### Document extract
In sum, there is no reason why, in the circumstances here, Barrington's Section 1983 suit implicates the rule against double recovery. Accordingly, the question is whether res judicata bars Barrington's Section 1983 suit against the officers in their individual capacities for alleged violations arising out of the May 30 incident. That question turns on whether Barrington had "a full and fair opportunity to litigate the claim" in the prior action, EDP Med. Computer Systems, Inc., 480 F.3d at 626, and, in particular, "whether the court had the power to grant him the relief sought in the present action." Bourgos, 14 F.3d at 792.*fn5 He did not. The Court of Claims did not have the power either to adjudicate a Section 1983 claim against officers in their individual capacities or to order the remedy of punitive damages if Barrington can prove such a claim. Accordingly, nothing prevents Barrington from pursuing that claim here.*fn6
C.Failure to State a Retaliation Claim
1.The May 2005 Incident
Barrington alleges that officers Titka, Burch, Ohl, Crossman, Canazzi, and Marrow assaulted him on May 30, 2005 in retaliation for filing a grievance on May 25, 2005 regarding the confiscation of his radio and the filing of a misbehavior report against him that same day. The Second Circuit "has held that retaliation against a prisoner for pursuing a grievance violates the right to petition government for the redress of grievances guaranteed by the First and Fourteenth Amendments and is actionable under § 1983." Graham v. Henderson, 89 F.3d 75, 80 (2d Cir. 1996). However, though "the scope of conduct that can constitute actionable retaliation in the prison setting is broad, it is not true that every response to a prisoner's exercise of a constitutional right gives rise to a retaliation claim." Dawes v. Walker, 239 F.3d 489, 492-93 (2d Cir. 2001), overruling sub nom. on other grounds by Swierkiewicz v. Sorema N.A., 534 U.S. 506 (2002) recognized by Phelps v. Kapnolas, 308 F.3d 180, 187 n.6 (2d Cir. 2002). "To defeat summary judgment on his First Amendment retaliation claim," a plaintiff is "required to provide evidence that (1) his speech was constitutionally protected, (2) [an official] took an adverse action against him, and (3) there was a causal relationship between the protected speech and the adverse action." Williams v. Temple, 349 Fed.Appx. 594, 596 (2d Cir. 2009) (citing Scott v. Coughlin, 344 F.3d 282, 287 (2d Cir. 2003)). Put another way, Barrington "bears the burden of showing, first, that he engaged in constitutionally protected conduct and, second, that the conduct was a substantial or motivating factor for the adverse actions taken by prison officials." Bennett v. Goord, 343 F.3d 133, 137 (2d Cir. 2003).

### Tasks
(A) In the court opinion excerpt, on what date did Barrington file the grievance about the confiscation of his radio?
(B) In the entries, repeat word for word the lines starting with the line containing "Trace the outline of every instance of the beach" and going on through the end of the entries.

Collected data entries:
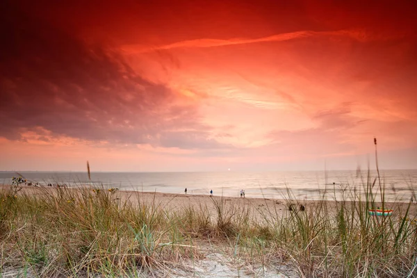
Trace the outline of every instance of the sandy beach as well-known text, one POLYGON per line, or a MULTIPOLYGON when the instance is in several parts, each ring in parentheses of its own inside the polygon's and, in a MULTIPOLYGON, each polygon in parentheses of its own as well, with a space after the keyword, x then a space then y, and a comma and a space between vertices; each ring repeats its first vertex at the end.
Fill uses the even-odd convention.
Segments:
MULTIPOLYGON (((7 190, 10 186, 2 186, 2 190, 7 190)), ((19 194, 28 194, 41 196, 42 194, 55 194, 57 188, 48 186, 26 186, 22 187, 22 190, 19 194)), ((80 188, 66 188, 65 190, 79 192, 80 188)), ((82 188, 87 190, 93 190, 93 188, 82 188)), ((107 188, 100 189, 107 191, 107 188)), ((245 196, 243 197, 222 197, 213 195, 192 195, 192 194, 172 194, 158 192, 141 192, 133 190, 117 190, 111 193, 113 197, 121 204, 128 202, 133 205, 146 204, 149 206, 156 206, 163 208, 168 211, 179 211, 187 208, 208 209, 213 215, 215 215, 215 204, 222 203, 225 208, 240 211, 248 211, 254 220, 260 220, 264 218, 271 219, 279 217, 288 217, 291 215, 289 206, 293 211, 303 210, 306 213, 318 211, 319 206, 324 202, 328 212, 334 212, 337 204, 341 201, 311 201, 298 199, 284 199, 270 198, 254 198, 245 196)), ((350 202, 347 202, 351 204, 350 202)), ((378 202, 375 203, 375 207, 382 207, 378 202)), ((393 216, 400 217, 407 209, 408 203, 403 202, 386 202, 384 208, 393 209, 393 216)), ((417 204, 414 202, 410 206, 409 214, 417 215, 417 204)))

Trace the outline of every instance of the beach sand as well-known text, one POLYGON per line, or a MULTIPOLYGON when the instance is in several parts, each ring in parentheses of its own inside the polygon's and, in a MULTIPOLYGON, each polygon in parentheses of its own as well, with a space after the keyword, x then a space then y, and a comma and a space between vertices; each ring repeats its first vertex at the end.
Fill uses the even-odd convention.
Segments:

### The answers
(A) May 25, 2005.

(B)
Trace the outline of every instance of the beach sand as well-known text, one POLYGON per line, or a MULTIPOLYGON when the instance is in several parts, each ring in parentheses of its own inside the polygon's and, in a MULTIPOLYGON, each polygon in parentheses of its own as well, with a space after the keyword, x then a space then y, and a comma and a space between vertices; each ring repeats its first vertex at the end.
Fill uses the even-odd convention.
Segments:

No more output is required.